DIRECTIVE: Write out the lines below word for word. Start with the first line and stop after the line that contains "(1111, 211)".

== PROVIDED INFORMATION

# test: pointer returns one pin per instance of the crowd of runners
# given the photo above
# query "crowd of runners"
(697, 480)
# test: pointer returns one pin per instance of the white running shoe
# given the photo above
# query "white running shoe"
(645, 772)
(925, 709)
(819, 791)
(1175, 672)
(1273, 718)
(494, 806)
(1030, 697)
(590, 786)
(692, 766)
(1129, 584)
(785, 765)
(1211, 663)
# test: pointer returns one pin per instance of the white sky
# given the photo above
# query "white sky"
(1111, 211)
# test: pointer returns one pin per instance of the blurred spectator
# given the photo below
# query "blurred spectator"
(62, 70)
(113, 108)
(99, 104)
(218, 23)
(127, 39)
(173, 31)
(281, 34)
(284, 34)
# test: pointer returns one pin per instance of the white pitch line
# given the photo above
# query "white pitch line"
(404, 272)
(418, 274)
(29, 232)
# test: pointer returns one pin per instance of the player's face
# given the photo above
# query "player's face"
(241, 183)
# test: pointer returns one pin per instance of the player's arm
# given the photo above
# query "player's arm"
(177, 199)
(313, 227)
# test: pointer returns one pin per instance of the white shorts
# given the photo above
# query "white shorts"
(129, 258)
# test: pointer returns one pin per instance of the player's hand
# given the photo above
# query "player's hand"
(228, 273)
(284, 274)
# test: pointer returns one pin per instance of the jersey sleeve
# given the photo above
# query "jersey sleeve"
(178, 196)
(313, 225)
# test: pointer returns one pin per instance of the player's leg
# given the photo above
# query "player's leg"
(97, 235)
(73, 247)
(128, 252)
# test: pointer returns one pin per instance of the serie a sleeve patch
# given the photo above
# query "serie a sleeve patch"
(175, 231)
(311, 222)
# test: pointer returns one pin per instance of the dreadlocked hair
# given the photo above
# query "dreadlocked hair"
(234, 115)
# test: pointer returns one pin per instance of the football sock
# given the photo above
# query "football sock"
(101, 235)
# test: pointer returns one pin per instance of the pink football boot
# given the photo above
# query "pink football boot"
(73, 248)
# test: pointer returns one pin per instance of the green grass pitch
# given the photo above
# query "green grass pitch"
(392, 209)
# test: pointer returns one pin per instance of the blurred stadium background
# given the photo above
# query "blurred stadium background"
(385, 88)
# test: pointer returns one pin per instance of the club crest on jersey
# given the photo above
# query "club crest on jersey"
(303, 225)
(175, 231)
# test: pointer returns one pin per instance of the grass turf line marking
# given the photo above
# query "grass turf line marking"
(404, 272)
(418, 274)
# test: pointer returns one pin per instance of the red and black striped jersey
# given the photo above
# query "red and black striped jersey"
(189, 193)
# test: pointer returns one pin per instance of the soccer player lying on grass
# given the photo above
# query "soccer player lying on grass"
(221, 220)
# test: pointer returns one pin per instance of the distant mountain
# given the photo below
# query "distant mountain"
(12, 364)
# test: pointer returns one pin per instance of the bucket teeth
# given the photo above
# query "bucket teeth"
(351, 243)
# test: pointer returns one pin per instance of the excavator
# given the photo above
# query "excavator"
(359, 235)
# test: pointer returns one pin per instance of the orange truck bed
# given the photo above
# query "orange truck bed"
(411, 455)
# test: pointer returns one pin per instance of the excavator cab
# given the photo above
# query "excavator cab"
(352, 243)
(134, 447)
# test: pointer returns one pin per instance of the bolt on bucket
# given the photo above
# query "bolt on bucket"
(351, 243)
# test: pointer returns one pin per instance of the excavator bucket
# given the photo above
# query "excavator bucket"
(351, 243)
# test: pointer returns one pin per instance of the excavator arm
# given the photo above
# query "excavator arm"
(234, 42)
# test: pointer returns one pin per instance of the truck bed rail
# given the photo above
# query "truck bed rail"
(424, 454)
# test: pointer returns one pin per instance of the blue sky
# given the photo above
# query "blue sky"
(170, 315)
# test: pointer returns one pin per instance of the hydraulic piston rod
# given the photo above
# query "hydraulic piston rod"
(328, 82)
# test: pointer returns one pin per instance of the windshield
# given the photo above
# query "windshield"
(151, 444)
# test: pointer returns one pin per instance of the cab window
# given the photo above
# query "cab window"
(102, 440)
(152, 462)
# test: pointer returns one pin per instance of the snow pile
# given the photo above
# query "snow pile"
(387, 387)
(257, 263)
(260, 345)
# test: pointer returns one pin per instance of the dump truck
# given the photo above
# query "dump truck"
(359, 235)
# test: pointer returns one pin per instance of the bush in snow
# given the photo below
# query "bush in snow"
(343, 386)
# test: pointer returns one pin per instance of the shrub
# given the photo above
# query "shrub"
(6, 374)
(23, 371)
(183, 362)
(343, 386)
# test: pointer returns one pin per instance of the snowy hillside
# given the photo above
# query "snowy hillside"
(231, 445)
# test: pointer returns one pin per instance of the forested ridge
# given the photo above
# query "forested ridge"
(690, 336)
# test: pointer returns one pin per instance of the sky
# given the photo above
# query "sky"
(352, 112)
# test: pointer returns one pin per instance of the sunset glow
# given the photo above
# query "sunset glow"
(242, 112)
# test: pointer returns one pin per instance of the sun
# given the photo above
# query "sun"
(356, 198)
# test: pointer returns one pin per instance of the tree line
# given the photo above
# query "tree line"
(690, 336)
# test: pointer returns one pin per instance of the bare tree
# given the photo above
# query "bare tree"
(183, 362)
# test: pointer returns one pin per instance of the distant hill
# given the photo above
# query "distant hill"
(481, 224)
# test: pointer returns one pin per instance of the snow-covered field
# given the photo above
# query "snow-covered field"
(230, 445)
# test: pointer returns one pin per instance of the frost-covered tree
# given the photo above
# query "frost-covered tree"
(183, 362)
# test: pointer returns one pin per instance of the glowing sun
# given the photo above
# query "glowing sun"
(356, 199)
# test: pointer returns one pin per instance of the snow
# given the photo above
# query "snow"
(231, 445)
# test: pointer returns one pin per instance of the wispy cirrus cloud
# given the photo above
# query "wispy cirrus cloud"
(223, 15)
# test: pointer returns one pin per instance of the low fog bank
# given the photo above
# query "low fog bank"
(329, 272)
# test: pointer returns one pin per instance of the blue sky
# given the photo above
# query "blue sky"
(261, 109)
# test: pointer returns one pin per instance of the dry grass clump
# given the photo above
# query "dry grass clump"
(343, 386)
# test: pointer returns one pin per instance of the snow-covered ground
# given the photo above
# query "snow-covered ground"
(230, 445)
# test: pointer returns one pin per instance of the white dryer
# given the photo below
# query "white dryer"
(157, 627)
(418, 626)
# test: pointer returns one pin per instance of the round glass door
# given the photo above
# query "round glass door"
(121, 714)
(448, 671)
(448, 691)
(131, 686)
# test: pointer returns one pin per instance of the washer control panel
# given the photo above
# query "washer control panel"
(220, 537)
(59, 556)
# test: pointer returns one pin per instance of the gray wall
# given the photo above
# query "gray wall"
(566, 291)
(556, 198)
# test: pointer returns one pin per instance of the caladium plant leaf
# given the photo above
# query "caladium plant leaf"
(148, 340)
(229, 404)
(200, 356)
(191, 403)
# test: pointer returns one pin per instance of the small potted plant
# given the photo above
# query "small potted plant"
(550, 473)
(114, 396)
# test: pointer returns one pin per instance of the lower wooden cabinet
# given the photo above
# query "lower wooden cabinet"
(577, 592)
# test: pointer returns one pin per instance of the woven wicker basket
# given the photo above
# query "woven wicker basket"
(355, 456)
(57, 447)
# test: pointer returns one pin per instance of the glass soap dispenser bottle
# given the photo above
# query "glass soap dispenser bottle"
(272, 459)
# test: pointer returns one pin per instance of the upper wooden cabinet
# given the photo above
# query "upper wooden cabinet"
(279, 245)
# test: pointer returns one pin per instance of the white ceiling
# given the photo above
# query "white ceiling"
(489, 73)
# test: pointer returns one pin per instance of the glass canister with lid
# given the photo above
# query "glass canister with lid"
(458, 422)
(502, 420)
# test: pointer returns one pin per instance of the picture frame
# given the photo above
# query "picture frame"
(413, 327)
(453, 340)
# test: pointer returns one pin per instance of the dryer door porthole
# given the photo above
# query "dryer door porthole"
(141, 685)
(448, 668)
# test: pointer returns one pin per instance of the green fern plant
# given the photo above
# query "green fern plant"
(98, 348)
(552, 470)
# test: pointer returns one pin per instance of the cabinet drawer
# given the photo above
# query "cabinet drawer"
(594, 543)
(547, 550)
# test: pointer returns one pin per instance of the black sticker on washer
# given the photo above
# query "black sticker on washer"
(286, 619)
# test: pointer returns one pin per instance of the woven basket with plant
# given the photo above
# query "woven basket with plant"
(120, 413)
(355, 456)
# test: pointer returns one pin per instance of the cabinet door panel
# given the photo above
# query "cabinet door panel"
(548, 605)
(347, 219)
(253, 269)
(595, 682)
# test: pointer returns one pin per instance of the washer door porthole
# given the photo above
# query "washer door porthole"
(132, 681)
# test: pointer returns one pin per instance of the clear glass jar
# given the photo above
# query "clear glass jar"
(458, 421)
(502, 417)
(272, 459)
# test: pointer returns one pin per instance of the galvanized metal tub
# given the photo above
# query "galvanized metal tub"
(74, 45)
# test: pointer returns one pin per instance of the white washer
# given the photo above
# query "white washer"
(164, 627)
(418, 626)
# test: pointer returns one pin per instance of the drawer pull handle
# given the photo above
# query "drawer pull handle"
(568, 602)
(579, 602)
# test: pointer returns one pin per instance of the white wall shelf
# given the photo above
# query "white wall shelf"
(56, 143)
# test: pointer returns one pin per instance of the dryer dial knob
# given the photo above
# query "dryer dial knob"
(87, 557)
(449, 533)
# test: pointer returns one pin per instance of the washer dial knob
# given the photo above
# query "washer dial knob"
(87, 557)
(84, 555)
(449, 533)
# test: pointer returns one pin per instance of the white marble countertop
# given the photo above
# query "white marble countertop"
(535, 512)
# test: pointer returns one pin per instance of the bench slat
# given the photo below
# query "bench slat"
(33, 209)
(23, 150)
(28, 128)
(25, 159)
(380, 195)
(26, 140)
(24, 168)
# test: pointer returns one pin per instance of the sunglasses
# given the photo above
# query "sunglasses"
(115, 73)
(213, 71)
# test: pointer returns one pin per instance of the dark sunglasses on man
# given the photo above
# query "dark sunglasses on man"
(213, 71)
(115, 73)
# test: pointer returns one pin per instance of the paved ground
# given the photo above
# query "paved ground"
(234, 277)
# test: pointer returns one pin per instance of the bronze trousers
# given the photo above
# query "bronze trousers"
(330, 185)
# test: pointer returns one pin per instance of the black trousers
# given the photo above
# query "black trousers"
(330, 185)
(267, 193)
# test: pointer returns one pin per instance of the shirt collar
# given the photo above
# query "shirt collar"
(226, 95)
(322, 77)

====

EXERCISE OUTPUT:
# test: pointer returns one pin per instance of the crowd of runners
# given the photo above
# query "crowd of runners"
(697, 480)
# test: pointer returns one pin per instance of the white running shoe
# given the photo above
# query "white running shoe"
(645, 772)
(925, 709)
(819, 791)
(1175, 672)
(1273, 718)
(494, 806)
(1030, 697)
(590, 786)
(692, 766)
(1129, 584)
(785, 765)
(1211, 663)
# test: pointer returns one pin per instance of the white sky
# given the photo above
# query "white sky"
(1111, 211)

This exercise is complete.